» **What this task involves**:
Can you write out every line of the entries from the line containing "Target: motorcycle" through the end of the entries, inclusive, keeping all the wording unchanged, but scale each coordinate in the answers by 0.2 and round it to a whole number, with halves rounding up?

» **The records**:

=-=-=

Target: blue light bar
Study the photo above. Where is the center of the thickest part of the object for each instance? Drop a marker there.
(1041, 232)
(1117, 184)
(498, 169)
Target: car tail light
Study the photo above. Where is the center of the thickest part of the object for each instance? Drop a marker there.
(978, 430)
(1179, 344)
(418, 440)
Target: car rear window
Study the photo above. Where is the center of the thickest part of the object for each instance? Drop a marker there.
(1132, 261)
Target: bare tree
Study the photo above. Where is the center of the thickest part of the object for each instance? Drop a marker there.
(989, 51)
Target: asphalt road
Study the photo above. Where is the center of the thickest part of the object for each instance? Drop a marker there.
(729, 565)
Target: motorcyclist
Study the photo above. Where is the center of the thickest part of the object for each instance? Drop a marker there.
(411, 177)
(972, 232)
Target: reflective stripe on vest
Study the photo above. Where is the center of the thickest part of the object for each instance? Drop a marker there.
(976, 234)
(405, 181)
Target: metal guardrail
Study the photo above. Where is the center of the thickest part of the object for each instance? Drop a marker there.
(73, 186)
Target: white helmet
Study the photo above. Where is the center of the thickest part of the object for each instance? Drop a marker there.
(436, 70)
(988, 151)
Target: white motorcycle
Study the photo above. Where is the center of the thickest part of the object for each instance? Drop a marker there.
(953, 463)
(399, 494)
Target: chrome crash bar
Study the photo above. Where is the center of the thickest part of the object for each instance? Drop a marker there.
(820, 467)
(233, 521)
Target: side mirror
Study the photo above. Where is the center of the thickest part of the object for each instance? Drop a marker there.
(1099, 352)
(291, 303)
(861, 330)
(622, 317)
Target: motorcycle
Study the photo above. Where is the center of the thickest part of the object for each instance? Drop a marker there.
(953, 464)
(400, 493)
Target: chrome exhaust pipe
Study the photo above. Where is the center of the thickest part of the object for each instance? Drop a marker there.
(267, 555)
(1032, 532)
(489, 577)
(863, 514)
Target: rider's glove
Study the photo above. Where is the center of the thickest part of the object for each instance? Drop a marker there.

=-=-=

» **Task response**:
Target: motorcycle
Study the photo above. Where is the center of the thickest part of the object for each instance? Drop a marker there.
(191, 93)
(80, 99)
Target: chrome exhaust pipe
Study the photo above. Where is the center of the thickest part of the object for each instance? Drop a marker there.
(53, 111)
(206, 106)
(98, 115)
(173, 103)
Target: rider's glove
Study the photo above. Where is the center of the thickest part of the object for each instance? Drop a marker there.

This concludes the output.